_Data entries_
****************************************
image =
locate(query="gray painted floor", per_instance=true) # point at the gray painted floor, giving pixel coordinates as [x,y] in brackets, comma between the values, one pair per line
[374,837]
****************************************
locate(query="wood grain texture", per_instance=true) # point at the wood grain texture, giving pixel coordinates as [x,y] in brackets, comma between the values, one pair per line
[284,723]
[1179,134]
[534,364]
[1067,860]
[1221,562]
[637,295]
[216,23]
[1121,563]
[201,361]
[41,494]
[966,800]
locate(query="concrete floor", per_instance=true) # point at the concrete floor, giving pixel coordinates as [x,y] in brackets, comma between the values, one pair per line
****************************************
_Aim_
Copy the entries verbatim, everything from the line containing "at the wood" down to the line containing "at the concrete", both of those lines included.

_The answer_
locate(query="wood grain texture", per_instance=true) # point at the wood grain texture, giving pixel coordinates as [x,y] in brackets, comma between the values, one pair per line
[284,723]
[1179,134]
[534,364]
[1067,860]
[1221,562]
[637,295]
[216,23]
[1121,563]
[201,361]
[41,494]
[966,800]
locate(query="concrete floor", per_instance=true) # point at the concrete floor, giving pixel coordinates as [x,y] in brackets, comma between the values, one pair per line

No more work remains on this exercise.